* **Written problem**: Please give the listing again in its entirety, exactly as written.

====== Supplied data ======

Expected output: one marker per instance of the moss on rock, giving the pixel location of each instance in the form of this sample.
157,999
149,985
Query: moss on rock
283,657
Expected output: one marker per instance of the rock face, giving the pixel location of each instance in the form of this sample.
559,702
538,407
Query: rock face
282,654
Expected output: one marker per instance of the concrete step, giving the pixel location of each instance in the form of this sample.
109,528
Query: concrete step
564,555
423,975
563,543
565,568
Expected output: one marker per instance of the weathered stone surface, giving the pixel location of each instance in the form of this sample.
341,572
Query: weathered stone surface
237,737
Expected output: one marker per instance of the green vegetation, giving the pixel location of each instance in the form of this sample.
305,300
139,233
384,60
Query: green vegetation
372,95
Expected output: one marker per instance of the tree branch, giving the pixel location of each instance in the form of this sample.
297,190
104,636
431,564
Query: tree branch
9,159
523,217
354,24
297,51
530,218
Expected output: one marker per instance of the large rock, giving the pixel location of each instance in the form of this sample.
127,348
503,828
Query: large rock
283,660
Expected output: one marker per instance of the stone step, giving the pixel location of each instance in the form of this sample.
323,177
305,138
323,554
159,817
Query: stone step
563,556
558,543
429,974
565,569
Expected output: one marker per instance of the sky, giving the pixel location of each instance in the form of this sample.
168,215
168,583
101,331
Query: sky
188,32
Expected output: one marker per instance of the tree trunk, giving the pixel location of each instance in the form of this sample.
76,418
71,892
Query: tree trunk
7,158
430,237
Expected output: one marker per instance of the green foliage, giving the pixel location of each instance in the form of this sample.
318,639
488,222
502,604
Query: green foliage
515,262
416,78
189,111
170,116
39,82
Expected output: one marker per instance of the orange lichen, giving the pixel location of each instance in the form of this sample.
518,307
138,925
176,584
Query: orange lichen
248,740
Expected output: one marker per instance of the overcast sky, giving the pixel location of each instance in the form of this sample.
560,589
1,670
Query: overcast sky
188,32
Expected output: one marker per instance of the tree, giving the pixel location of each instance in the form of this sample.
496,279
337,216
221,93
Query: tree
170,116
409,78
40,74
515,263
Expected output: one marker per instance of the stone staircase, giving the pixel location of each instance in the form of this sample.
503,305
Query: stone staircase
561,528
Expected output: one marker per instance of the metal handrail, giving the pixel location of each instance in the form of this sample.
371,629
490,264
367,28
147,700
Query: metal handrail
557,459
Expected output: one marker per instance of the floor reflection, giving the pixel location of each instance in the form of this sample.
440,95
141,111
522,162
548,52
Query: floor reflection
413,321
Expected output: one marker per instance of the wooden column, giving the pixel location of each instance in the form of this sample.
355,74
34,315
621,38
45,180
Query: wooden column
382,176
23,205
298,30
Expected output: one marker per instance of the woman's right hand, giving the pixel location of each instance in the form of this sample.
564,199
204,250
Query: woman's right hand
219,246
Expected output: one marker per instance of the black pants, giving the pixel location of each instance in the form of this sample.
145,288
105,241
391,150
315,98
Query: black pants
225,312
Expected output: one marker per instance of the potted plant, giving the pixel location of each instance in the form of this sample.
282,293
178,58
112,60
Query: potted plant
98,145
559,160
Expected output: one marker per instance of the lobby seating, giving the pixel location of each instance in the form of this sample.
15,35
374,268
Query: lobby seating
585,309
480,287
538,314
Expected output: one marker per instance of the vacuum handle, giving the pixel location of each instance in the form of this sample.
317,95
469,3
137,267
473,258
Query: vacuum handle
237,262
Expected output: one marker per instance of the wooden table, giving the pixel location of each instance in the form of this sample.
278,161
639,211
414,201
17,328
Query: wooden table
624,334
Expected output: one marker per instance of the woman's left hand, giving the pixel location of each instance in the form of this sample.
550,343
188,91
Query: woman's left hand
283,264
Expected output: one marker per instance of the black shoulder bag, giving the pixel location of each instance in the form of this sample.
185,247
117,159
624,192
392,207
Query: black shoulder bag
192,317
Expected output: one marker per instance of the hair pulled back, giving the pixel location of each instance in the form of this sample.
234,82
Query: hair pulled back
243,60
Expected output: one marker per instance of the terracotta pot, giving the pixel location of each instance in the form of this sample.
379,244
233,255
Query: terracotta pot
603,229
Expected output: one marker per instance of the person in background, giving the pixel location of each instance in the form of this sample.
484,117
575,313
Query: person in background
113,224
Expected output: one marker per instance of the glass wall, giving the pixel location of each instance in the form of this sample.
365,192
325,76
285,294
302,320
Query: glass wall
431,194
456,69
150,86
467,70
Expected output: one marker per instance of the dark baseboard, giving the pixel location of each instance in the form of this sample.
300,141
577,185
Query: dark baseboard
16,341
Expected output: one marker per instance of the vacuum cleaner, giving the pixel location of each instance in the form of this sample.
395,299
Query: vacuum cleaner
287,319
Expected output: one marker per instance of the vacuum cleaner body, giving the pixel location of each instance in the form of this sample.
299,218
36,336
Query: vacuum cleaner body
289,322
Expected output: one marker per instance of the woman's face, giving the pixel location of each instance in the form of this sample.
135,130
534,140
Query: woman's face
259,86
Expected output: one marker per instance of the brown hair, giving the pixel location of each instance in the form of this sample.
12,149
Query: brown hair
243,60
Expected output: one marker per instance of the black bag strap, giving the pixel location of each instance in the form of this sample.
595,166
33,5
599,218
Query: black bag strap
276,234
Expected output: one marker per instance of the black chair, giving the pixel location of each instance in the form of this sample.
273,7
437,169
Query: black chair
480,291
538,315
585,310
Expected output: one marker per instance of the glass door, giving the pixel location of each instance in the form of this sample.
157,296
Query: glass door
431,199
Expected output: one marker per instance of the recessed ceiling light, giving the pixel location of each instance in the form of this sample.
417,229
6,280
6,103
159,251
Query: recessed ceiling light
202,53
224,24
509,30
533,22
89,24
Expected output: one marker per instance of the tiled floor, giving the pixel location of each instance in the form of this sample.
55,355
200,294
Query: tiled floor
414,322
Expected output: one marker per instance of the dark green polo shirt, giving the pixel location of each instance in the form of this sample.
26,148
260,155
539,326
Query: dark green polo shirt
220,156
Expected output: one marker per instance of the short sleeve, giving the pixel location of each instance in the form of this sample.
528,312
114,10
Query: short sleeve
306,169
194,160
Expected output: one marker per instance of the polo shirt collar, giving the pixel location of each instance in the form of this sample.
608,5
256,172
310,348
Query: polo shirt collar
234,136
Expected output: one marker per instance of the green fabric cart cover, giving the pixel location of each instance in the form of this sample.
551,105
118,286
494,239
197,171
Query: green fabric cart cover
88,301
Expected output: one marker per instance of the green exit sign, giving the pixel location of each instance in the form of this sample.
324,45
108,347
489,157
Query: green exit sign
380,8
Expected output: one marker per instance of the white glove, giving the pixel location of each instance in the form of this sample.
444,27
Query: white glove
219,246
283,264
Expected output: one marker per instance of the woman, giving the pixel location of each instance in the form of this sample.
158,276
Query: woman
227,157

======

* **Written reply**:
Expected output: one marker per instance of the moss on rock, giving the pixel location of each instance in the form of this sample.
157,999
149,985
Query: moss on rock
283,657
Expected output: one marker per instance of the rock face, giving the pixel location of each instance in the form of this sample.
559,702
538,407
Query: rock face
282,654
Expected output: one marker per instance of the concrete step, giving the pixel location of each instance in the form of this sample.
109,528
Query: concrete step
564,555
423,975
563,543
565,568
Expected output: one marker per instance of the weathered stone surface, giving the pixel location of each instance in the form of this sample.
341,572
Query: weathered stone surface
237,737
Expected output: one marker per instance of the green vegetation, giving the pixel location of each instance in the form of this sample.
305,300
139,233
384,60
Query: green vegetation
372,95
Expected output: one marker per instance of the tree branch, giving the pixel location of each instance in the form of this sample.
297,190
104,636
431,564
Query: tree branch
9,159
523,217
354,24
297,51
530,218
Expected output: one marker per instance of the large rock, giving the pixel location of each instance in the form of this sample.
127,348
503,828
Query: large rock
283,660
Expected output: one marker per instance of the stone step, giving the pixel location of each instance in the form of this sample.
323,177
305,138
323,554
159,817
Query: stone step
563,556
558,543
429,974
565,569
Expected output: one marker per instance of the sky, giving the pixel location of each instance in the form of this sample.
168,215
168,583
101,331
Query: sky
188,32
Expected output: one marker per instance of the tree trunk, giving the pixel location of each instance in the form of this sample.
76,418
71,892
Query: tree trunk
7,158
430,237
Expected output: one marker per instance of the green foliage, giving the pixel location of each instance in the form of this sample.
318,639
488,222
502,604
Query: green foliage
515,262
416,78
189,111
170,116
39,82
Expected output: one marker per instance of the orange lichen, giving the pixel location of each instance in the form of this sample.
518,307
138,925
176,584
Query: orange lichen
248,740
Expected output: one marker per instance of the overcast sky, giving the pixel location of each instance in the form of this sample.
560,589
1,670
Query: overcast sky
188,32
Expected output: one marker per instance of the tree, giving the pixel location of each instance in the form of this sample.
496,279
337,216
221,93
Query: tree
170,116
409,78
40,74
515,263
Expected output: one marker per instance of the stone staircase, giving the pixel location of each instance in the form of this sample.
503,305
Query: stone staircase
561,528
Expected output: one marker per instance of the metal handrail, giving the pixel location of each instance in the form of this sample.
371,629
490,264
367,28
147,700
Query: metal handrail
557,459
Expected output: one marker per instance of the floor reflection, giving the pixel location of each instance in the form of this sample.
440,95
141,111
522,162
548,52
Query: floor reflection
413,321
Expected output: one marker per instance of the wooden column, giving the pixel location of each instance in the form of this sample.
355,74
34,315
621,38
45,180
Query: wooden column
382,176
23,205
298,30
Expected output: one marker per instance of the woman's right hand, giving the pixel location of each instance in the form of this sample.
564,199
204,250
Query: woman's right hand
219,246
Expected output: one marker per instance of the black pants, giving the pixel location of each instance in the form of this sample.
145,288
105,241
391,150
315,98
Query: black pants
225,312
Expected output: one marker per instance of the potted plant, giving the pixel location of each instance in the form of this sample.
282,293
178,58
112,60
Query: potted plant
98,145
559,160
Expected output: one marker per instance of the lobby seating, giving the pixel location of each instance in the form of this sample.
15,35
374,268
Query: lobby seating
585,309
480,287
538,314
Expected output: one marker per instance of the vacuum handle, giving the pixel location of each instance in the form of this sample.
317,95
469,3
137,267
473,258
Query: vacuum handle
237,262
Expected output: one marker per instance of the wooden table, giving the pixel location of each instance in the form of this sample.
278,161
639,211
414,201
17,328
Query: wooden table
624,334
Expected output: one marker per instance of the woman's left hand, giving the pixel location of each instance in the form of this sample.
550,343
188,91
Query: woman's left hand
283,264
Expected output: one marker per instance of the black shoulder bag, giving the pixel location of each instance in the form of this sample.
185,247
117,159
624,192
392,207
Query: black shoulder bag
192,317
Expected output: one marker per instance of the hair pulled back, giving the pixel location of each instance in the form of this sample.
234,82
Query: hair pulled back
243,60
Expected output: one marker per instance of the terracotta pot, giving the pixel location of each instance in the form of this sample.
379,244
233,255
Query: terracotta pot
603,229
Expected output: one marker per instance of the person in background, giving the pixel location of each instance in the form of this sample.
484,117
575,313
Query: person in background
113,224
Expected output: one marker per instance of the glass wall, giving the pixel location of each instance in the form of this sample.
365,192
325,76
285,294
302,320
Query: glass wall
431,194
456,69
150,86
467,70
Expected output: one marker per instance of the dark baseboard, giving the pixel location of each instance in the form of this sample.
300,141
577,185
Query: dark baseboard
16,341
Expected output: one marker per instance of the vacuum cleaner, giving the pixel location of each instance in the form of this sample.
395,299
Query: vacuum cleaner
287,319
Expected output: one marker per instance of the vacuum cleaner body, giving the pixel location of each instance in the form of this sample.
299,218
36,336
Query: vacuum cleaner body
289,322
Expected output: one marker per instance of the woman's face, giving the pixel location of each instance in the form of this sample.
135,130
534,140
Query: woman's face
259,86
Expected output: one marker per instance of the brown hair, giving the pixel location of each instance in the form of this sample.
12,149
Query: brown hair
243,60
Expected output: one marker per instance of the black bag strap, giving the pixel location of each instance in the form of this sample.
595,166
33,5
599,218
Query: black bag strap
276,234
Expected output: one marker per instance of the black chair, giving the pixel location of each instance in the form of this sample.
273,7
437,169
Query: black chair
480,291
538,315
585,310
Expected output: one marker per instance of the glass door, giving the pixel location of each instance in the form of this sample.
157,296
Query: glass door
431,199
Expected output: one marker per instance of the recessed ceiling light, giving the pixel location of each instance in the form of this sample.
417,229
6,280
6,103
159,251
Query: recessed ceiling light
202,53
224,24
509,30
533,22
89,24
Expected output: one marker per instance of the tiled floor, giving the pixel location of each instance in the form of this sample.
55,355
200,294
Query: tiled floor
414,322
Expected output: one marker per instance of the dark green polo shirt, giving the pixel location of each instance in the form of this sample.
26,148
260,155
539,326
Query: dark green polo shirt
220,156
Expected output: one marker per instance of the short sleeve, giving the pixel location of each instance in the form of this sample.
528,312
114,10
Query: short sleeve
306,169
194,160
Expected output: one marker per instance of the polo shirt collar, giving the pixel location of each instance in the form of this sample.
608,5
256,172
310,348
Query: polo shirt collar
234,136
Expected output: one marker per instance of the green fabric cart cover, giving the pixel location of each instance in the form of this sample.
551,105
118,286
494,239
197,171
Query: green fabric cart cover
88,301
Expected output: one marker per instance of the green exit sign, giving the pixel location of each instance in the form of this sample.
324,45
108,347
489,157
Query: green exit sign
380,8
Expected output: one marker per instance of the white glove, giving the pixel location of each instance in the form of this sample.
444,27
Query: white glove
219,246
283,264
Expected output: one marker per instance of the woman, giving the pixel location of each instance in the form of this sample.
158,276
Query: woman
227,157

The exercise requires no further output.